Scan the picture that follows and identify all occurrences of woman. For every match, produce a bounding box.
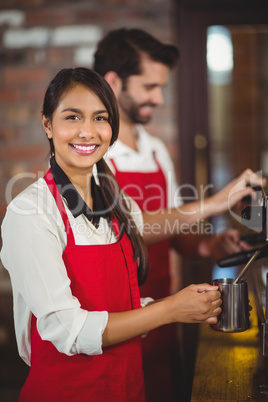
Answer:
[1,68,221,402]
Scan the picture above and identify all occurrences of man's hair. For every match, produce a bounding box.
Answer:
[94,28,179,80]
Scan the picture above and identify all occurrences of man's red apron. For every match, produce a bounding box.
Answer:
[110,157,178,402]
[20,171,145,402]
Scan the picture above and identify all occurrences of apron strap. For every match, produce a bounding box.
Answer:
[44,169,75,246]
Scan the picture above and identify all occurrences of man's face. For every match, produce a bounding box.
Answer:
[118,56,169,124]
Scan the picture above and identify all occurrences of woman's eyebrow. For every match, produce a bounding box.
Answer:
[61,107,108,114]
[61,107,81,113]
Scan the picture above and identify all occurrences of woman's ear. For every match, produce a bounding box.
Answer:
[42,114,52,138]
[104,71,122,98]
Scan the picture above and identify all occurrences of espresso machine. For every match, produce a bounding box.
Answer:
[217,187,268,399]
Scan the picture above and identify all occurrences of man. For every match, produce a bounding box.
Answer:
[94,29,264,402]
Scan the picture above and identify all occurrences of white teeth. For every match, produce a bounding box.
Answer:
[72,144,97,151]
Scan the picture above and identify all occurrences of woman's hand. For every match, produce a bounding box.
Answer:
[165,283,222,324]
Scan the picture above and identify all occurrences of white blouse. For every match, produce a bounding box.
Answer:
[1,178,147,365]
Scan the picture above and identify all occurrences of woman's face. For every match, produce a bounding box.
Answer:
[42,84,112,177]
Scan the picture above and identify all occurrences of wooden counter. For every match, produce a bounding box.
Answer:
[191,297,268,402]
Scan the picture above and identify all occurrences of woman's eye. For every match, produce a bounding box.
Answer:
[66,114,78,120]
[96,116,108,121]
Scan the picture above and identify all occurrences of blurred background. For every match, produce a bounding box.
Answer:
[0,0,268,402]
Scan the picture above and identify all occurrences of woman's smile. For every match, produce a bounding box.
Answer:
[70,144,99,155]
[43,84,112,175]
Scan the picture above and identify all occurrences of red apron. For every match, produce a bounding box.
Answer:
[110,156,178,402]
[19,171,145,402]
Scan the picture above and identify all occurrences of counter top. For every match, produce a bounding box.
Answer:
[191,296,268,402]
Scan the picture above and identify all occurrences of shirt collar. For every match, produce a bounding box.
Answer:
[50,156,109,226]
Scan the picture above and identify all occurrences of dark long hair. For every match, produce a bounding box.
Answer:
[42,67,148,285]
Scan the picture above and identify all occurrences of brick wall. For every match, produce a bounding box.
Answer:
[0,0,180,236]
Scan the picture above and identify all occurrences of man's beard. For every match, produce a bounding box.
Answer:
[118,91,156,124]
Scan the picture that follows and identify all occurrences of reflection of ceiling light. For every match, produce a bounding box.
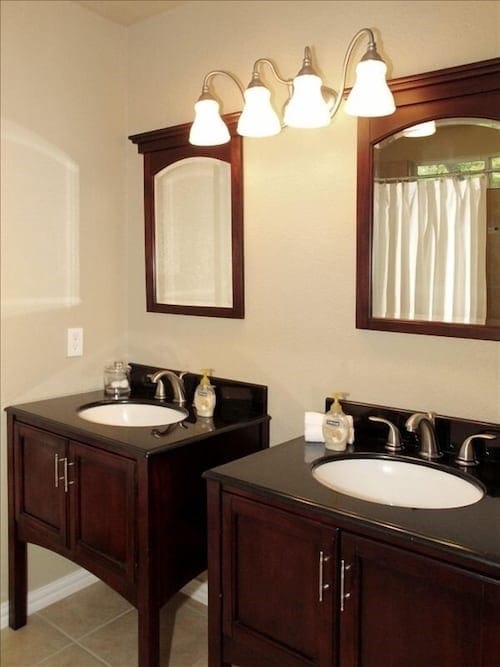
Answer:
[189,28,396,146]
[403,120,436,139]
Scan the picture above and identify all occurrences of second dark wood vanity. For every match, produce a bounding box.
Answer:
[7,367,269,667]
[206,410,500,667]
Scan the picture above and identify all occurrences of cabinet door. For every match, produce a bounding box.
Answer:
[69,442,136,591]
[14,425,67,552]
[222,496,336,667]
[340,534,500,667]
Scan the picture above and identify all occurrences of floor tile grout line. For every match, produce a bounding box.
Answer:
[35,607,134,643]
[35,641,112,667]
= = =
• _Your goal_
Write out every line of the data above word for word, omitting the pictures.

• _The solution_
Scan the picture that follows and identify all occurrences of woman. For every match, produce a bounding box.
Answer:
[1,68,221,402]
Scan the picture above and identify all occurrences of man's hair. For every match, produce a bounding box.
Answer:
[94,28,179,80]
Scan the picture above and identify all occurrences of man's red apron. For every match, produce a bounding box.
Answer:
[110,157,178,402]
[20,171,145,402]
Scan the picture above and identify all occurrences of apron strap. For every match, produce a bounding box.
Answer:
[44,169,75,246]
Scan the picture above and identify all occurrences of man's face. For every match, produce a bounding box.
Answer:
[118,56,169,124]
Scan the picture above and identify all occurrences of woman's eyebrow. For every match, produce a bounding box.
Answer:
[61,107,108,114]
[61,107,81,113]
Scan the picture above and identify all occurrences of woman's ear. For every match, produce a bounding box.
Answer:
[42,114,52,138]
[104,71,122,98]
Scan the picture above and identify all occurrences of espresso machine. For every match, produce a bounding box.
Answer:
[217,187,268,399]
Scan the picture above and identify all occurrences of man. For every match, produce a bounding box.
Answer:
[94,29,264,402]
Scan the picture above and identify all occurrences of white teeth. For every match, produce a bounding box.
Answer:
[72,144,97,151]
Scan the picture above and identify all occurrences of woman's hand. For every match, produce a bounding box.
Answer:
[165,283,222,324]
Scan the picture above and identify all occurrences of white blouse. For every match, produce a bounding box.
Answer:
[1,178,147,365]
Scan the picture above and identify all occurrences of woman's face. For every match, produce a bounding box.
Answer:
[42,84,112,177]
Scan the picture above and identify all occurrences of wooden counter. For every match, produce a bounding box.
Answer:
[191,297,268,402]
Scan the picture above and identify all occurrences of woman's eye. For every match, produce a bounding box.
Answer:
[66,114,78,120]
[96,116,108,121]
Scan the picture above and identify all occurrences of blurred background. For every match, produce a bounding box.
Answer:
[0,0,268,402]
Scan the picture above and identify all occurrences of woman's smile. For every match, produce a bounding box.
Answer:
[70,144,99,155]
[43,84,112,175]
Scan the picture above and identify all occurrences of red apron. For every match, produce a bounding box.
Answer:
[110,156,178,402]
[19,171,145,402]
Scan the picture above and identify all occurrences of counter top. For every match, produce a bounding box.
Answer:
[191,296,268,402]
Scan the picture above and identify all occurrences of shirt collar. For every match, produce a bounding box.
Answer:
[50,156,109,226]
Scan the picture above and identify all occurrences of dark long hair. For every match, produce a bounding box.
Answer:
[42,67,148,285]
Scan the picture above and identify all occurrences of brick wall. For every match, produce a bounding box.
Answer:
[0,0,180,236]
Scan the picture above and identify all occurrences of man's beard. For every match, produce a bounding box.
Answer:
[118,91,156,124]
Scan the picture that follows and identify all occurrences of reflection of ceiling light. For every match, produce a bounding box.
Answer:
[189,28,396,146]
[403,120,436,139]
Scan the picture above and identify all occurrences of second dark wood vanity. For every match, produce a bounding box.
Answer:
[7,367,269,667]
[206,410,500,667]
Scan the picture above and identify all occurrences of cabinet door. For every match, produce a bounding box.
Answer:
[69,442,136,591]
[14,425,67,552]
[222,496,336,667]
[340,534,500,667]
Scan the picture above and identify all occurrences of floor tile grout line. For every match, produce a bounding box.
Answer:
[35,607,134,643]
[35,641,112,667]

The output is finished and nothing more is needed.